— START Data for the task —

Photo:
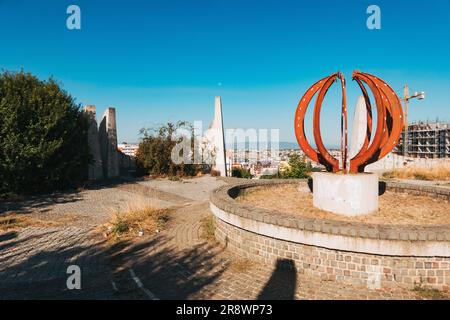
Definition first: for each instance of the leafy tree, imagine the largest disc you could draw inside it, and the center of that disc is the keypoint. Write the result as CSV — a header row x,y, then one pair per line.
x,y
154,155
298,168
43,136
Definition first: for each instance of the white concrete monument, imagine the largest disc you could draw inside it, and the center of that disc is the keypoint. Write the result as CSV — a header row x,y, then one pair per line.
x,y
346,194
217,138
359,127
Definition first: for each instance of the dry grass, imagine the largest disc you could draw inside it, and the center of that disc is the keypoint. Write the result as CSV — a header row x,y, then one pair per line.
x,y
394,208
438,172
208,228
136,219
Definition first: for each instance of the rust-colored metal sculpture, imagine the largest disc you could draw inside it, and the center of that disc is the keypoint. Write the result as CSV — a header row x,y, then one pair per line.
x,y
389,123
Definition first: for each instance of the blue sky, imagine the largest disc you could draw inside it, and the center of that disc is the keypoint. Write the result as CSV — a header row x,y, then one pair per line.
x,y
159,61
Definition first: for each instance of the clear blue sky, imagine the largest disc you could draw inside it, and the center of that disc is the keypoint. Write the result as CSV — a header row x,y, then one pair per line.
x,y
159,61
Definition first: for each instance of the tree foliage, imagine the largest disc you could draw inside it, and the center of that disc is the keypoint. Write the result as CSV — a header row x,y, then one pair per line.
x,y
43,136
154,155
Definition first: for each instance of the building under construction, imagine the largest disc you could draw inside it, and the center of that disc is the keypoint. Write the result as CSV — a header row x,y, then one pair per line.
x,y
426,140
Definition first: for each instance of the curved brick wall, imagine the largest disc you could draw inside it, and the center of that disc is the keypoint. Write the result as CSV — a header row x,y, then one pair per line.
x,y
373,255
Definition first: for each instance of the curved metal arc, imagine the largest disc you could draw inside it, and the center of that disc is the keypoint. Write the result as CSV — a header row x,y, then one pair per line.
x,y
324,156
300,116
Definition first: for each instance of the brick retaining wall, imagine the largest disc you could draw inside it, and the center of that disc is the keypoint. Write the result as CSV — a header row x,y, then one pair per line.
x,y
415,255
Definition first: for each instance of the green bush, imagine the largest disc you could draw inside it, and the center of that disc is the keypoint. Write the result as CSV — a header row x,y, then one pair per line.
x,y
43,136
298,168
155,149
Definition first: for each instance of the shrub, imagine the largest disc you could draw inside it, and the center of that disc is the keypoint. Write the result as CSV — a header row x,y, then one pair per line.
x,y
154,153
43,136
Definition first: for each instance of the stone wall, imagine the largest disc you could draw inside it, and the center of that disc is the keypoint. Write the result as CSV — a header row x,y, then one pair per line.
x,y
375,256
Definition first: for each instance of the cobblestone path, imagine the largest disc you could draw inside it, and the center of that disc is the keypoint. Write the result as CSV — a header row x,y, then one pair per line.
x,y
176,263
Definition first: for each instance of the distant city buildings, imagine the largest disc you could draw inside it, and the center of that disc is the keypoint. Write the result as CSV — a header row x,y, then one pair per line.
x,y
426,140
128,149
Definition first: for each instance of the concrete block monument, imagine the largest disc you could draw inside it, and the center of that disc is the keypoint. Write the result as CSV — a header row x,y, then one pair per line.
x,y
102,143
108,143
95,169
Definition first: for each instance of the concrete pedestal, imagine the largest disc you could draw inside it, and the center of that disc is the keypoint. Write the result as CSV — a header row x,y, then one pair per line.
x,y
346,194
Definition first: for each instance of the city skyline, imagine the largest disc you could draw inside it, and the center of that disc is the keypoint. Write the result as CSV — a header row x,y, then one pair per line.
x,y
158,62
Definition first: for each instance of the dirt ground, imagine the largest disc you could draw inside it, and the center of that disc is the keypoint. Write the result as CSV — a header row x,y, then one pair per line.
x,y
394,208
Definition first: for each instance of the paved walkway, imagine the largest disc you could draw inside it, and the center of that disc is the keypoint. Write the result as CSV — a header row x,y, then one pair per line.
x,y
173,264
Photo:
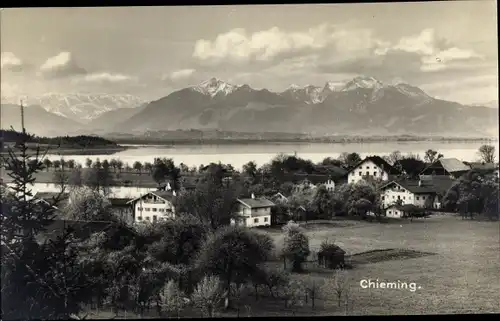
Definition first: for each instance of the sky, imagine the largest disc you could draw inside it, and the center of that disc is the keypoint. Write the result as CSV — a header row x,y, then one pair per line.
x,y
448,49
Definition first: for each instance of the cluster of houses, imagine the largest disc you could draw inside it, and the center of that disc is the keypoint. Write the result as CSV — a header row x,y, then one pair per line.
x,y
146,202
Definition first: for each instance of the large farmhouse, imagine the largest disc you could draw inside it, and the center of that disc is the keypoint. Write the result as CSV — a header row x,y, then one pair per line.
x,y
451,167
374,167
153,206
425,193
253,212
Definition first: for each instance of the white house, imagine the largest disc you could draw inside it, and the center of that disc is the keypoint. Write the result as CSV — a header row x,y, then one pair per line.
x,y
426,192
373,166
394,211
153,206
253,212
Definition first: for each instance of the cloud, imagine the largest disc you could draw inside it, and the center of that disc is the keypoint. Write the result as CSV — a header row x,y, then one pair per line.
x,y
107,77
61,66
332,49
179,74
238,47
9,61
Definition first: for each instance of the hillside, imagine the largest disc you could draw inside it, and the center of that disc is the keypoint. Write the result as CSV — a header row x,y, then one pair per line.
x,y
81,107
363,105
36,120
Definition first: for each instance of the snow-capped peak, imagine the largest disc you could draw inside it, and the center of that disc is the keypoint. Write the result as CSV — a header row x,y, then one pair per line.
x,y
293,87
214,86
333,86
363,82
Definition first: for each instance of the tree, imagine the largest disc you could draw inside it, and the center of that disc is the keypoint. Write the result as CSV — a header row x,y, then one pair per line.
x,y
395,156
137,166
39,281
212,203
71,163
119,165
88,205
88,163
98,179
233,254
172,299
184,168
208,295
314,288
148,167
431,156
350,159
322,203
56,164
75,178
487,153
296,247
61,179
47,163
250,169
178,239
340,284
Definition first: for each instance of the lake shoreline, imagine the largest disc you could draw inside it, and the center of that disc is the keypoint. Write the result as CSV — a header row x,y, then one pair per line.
x,y
201,142
71,151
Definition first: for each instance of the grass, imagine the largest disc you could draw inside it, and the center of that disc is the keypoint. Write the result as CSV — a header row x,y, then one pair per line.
x,y
455,263
461,276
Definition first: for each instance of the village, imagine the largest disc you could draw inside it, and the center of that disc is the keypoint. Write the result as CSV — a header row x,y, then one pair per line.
x,y
308,233
134,193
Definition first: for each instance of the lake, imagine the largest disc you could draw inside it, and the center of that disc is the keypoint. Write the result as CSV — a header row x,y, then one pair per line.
x,y
239,154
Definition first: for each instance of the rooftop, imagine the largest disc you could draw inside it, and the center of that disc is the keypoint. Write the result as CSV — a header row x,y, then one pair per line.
x,y
380,162
256,202
451,165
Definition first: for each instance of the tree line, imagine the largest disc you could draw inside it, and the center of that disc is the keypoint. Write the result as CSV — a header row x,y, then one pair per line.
x,y
195,263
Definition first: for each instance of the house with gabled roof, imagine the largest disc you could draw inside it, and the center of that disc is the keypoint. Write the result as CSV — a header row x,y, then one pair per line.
x,y
153,206
374,167
426,192
253,211
451,167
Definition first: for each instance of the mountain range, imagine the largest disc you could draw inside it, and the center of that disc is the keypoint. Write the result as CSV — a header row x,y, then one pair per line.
x,y
361,106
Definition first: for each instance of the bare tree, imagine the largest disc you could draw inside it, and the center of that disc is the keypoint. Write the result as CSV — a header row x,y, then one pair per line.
x,y
171,298
340,284
208,295
487,153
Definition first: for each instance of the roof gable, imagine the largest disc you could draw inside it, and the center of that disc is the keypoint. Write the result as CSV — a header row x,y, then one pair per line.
x,y
380,162
255,202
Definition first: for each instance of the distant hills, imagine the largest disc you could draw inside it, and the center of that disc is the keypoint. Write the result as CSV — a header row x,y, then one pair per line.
x,y
361,106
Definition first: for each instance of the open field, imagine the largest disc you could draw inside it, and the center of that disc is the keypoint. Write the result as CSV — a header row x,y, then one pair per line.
x,y
462,276
455,262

— END Data for the task —

Exercise requirements:
Rewrite the material from the line containing "distant hills, imagine" through its end, swapping "open field" for "grassy field" and leaving everything else the same.

Correct output:
Definition first: for each instance of the distant hills, imagine the largest disc you could draw inside it, and the center of that disc is the keypoint. Write the result as CSV — a header row x,y, then one pair per line.
x,y
361,106
Definition first: for each instance of the grassy field, imagine the largest disc you could draw inside it, and the center of that disc is the keypoint. Write the result as CSV — a header row x,y, then one pair per line.
x,y
462,276
455,262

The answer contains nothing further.